> **PASSAGE TO READ**

================

Metabolic Stability Methods

It is difficult to predict metabolic rate using software, but predicting the labile sites is more successful. Various combinations of subcellular fractions with cofactors and hepatocytes are used to study metabolism in vitro. The different systems cover different metabolic enzymes. Structure elucidation of major metabolites guides structure modification to increase stability.

Strategies for Integrating Drug-like Properties into Drug Discovery

How and when property data are used can have a great impact on a project. Successful property strategies include the following: start assessing properties early, profile properties of new compounds rapidly, develop structure-property relationships, optimize activity and properties in parallel, use single-property assays to guide specific modifications, improve bioassays and their interpretation, customize assays for specific research questions, diagnose the root cause of pharmacokinetics liabilities, and use human materials to predict human performance.

Plasma Protein Binding Methods

The importance of free (unbound) drug for distribution into disease tissues and clearance organs has prompted many drug companies to implement plasma protein binding (PPB) measurement methods. Literature and commercial in silico predictors of plasma protein binding are available. This chapter discusses various in silico models for PPB. PPB is found to increase with increasing lipophilicity, increasing acidity, and increasing number of acid moieties. PPB decreases with increasing basicity and number of basic substructures. Several commercial software products for predicting PPB are available. In vitro PPB methods are also reviewed. Concomitant studies of PPB using more than one method have indicated the comparability of results from several other methods. The methods discussed are equilibrium dialysis, ultrafiltration, ultracentrifugation method, and immobilized protein high-performance liquid chromatography column method. Many other methods for analysis of drug–protein complexes have been reported. Some methods measure specific properties of the drug–protein complex: fluorescence spectroscopy, circular dichroism/optical rotatory dispersion (CD/ORD), NMR, electron spin resonance (ESR), microcalorimetry, and surface plasmon resonance.

================

> **EXTRACTED RECORDS**
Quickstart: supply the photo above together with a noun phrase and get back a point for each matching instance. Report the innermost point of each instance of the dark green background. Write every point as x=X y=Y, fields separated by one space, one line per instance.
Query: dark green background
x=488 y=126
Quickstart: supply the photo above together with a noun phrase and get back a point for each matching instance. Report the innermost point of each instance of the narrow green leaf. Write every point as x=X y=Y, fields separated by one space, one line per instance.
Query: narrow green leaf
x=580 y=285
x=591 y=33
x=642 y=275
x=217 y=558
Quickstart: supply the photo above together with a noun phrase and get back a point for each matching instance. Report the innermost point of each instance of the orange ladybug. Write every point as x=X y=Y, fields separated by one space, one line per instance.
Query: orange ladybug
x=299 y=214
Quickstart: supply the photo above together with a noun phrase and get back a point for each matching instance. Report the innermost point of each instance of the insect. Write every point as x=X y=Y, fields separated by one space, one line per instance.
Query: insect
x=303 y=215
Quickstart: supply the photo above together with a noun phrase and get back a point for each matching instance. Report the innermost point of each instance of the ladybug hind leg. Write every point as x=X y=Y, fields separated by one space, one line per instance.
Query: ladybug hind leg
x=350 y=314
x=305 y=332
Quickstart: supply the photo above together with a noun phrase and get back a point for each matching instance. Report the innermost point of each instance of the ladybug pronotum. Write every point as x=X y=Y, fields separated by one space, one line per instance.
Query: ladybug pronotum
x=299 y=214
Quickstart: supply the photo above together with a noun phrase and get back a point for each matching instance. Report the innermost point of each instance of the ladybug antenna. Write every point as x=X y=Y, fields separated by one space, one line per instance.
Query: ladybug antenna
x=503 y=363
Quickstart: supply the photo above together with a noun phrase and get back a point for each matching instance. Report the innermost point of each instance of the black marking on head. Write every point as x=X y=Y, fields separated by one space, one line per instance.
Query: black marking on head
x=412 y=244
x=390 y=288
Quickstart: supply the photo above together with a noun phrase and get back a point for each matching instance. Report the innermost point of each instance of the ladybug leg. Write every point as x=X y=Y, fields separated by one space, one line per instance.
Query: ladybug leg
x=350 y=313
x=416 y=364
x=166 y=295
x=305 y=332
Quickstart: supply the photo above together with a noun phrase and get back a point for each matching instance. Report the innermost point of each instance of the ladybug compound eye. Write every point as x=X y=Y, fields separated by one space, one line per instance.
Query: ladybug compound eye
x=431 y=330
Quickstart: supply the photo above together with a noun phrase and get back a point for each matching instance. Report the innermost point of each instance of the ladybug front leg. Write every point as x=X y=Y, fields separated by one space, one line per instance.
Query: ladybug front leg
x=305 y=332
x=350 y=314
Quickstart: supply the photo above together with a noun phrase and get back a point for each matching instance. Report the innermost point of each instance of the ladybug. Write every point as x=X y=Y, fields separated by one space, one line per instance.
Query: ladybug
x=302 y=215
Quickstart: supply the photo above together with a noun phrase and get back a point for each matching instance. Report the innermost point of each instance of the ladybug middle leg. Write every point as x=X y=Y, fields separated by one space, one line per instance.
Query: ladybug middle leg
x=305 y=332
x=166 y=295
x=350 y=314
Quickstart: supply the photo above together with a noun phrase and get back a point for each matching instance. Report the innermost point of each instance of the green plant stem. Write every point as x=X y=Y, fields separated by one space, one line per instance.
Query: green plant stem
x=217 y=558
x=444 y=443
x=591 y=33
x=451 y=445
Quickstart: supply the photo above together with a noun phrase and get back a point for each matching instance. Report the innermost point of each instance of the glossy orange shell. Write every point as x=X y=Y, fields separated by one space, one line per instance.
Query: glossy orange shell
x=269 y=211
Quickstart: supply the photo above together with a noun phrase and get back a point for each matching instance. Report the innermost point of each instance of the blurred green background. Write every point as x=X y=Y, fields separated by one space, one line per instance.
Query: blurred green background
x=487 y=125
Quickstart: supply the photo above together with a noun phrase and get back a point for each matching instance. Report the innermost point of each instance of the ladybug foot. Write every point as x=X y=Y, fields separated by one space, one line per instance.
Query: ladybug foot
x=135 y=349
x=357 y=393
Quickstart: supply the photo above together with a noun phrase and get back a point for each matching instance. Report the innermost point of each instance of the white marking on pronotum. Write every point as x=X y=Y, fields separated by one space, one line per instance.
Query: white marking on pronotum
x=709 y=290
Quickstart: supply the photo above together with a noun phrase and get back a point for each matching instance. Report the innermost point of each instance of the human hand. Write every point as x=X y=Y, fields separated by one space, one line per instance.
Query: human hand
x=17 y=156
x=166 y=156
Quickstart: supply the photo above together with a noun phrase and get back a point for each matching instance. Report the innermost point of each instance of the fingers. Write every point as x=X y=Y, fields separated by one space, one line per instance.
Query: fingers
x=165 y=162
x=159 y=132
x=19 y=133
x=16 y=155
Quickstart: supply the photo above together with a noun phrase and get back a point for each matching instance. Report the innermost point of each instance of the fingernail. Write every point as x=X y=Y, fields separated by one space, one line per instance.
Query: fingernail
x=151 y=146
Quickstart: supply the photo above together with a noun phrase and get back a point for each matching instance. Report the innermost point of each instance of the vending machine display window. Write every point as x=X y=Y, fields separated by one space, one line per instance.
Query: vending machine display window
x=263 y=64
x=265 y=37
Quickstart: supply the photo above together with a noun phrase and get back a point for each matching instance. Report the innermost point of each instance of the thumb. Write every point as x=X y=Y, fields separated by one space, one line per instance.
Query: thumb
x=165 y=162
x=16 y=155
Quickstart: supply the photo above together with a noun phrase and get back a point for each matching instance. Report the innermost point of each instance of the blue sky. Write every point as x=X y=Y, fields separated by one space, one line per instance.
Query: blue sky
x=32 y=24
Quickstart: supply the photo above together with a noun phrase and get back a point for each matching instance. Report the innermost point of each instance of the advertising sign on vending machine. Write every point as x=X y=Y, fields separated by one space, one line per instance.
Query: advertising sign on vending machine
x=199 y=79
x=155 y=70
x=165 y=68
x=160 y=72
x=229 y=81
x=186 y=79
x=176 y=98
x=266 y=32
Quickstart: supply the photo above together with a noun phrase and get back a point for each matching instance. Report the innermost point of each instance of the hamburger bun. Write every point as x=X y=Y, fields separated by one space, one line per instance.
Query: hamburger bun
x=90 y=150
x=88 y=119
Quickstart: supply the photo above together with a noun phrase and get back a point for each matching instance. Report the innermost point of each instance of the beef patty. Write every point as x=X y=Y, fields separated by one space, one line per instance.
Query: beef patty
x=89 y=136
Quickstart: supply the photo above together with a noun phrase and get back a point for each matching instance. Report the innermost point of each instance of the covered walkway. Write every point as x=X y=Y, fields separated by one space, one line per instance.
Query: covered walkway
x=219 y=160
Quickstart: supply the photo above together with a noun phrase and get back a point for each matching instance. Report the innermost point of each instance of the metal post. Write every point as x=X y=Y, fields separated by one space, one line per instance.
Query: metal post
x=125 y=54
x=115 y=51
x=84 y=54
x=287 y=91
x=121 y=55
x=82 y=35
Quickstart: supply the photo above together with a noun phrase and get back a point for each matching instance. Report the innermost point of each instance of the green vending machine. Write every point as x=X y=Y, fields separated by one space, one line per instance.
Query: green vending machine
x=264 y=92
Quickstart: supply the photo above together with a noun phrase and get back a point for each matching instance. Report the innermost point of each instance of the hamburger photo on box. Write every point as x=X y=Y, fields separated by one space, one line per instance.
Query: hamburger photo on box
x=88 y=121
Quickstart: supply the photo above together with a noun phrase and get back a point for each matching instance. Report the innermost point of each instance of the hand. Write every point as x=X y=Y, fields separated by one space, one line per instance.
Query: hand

================

> **QUESTIONS ON THE MATERIAL**
[1] From the passage on drug discovery methods, list the methods named in the sentence beginning "The methods discussed are".
[2] Summarize the passage on drug discovery methods in two sentences.
[3] Please resume the passage on drug discovery methods, starting after its last sentence.

> **ANSWERS TO EACH TASK**
[1]
equilibrium dialysis
ultrafiltration
ultracentrifugation method
immobilized protein high-performance liquid chromatography column method

[2] Metabolic labile sites are easier to predict with software than metabolic rate, and in vitro systems built from subcellular fractions, cofactors and hepatocytes are used to study metabolism, while successful projects assess drug-like properties early and optimize activity and properties in parallel. Because free drug matters for distribution and clearance, many companies measure plasma protein binding, which can be predicted in silico and measured in vitro by methods such as equilibrium dialysis, ultrafiltration, ultracentrifugation and immobilized protein HPLC columns.

[3]
Lead-like Compounds

Lead-like compounds have lower initial values for structural properties, allowing increases without becoming non-drug-like. The “hits” that serve as starting places for leads come from high-throughput screening, virtual screening, natural ligands, natural products, and the scientific literature. In the “hit-to-lead” phase, it is important to include properties in the workflow and goals for lead selection. In this evaluation process, some effective concepts have been emerging: lead-likeness, template conservation, triage, and fragment-based screening. The use of one or more of these concepts can increase the chances of success in discovering a strong lead-like structural foundation. Structure modifications during optimization are often added onto the lead template, thus retaining much of the original core structure of the lead. An emerging strategy in exploring for novel leads is termed as fragment-based screening. The well-studied lead-like criteria reinforce the principle that success in discovering drug-like clinical candidates is higher when starting with compounds that have structural properties with lower values, which allow the opportunity for structural modifications to enhance activity and selectivity without condemning the series to unacceptable pharmacokinetic performance.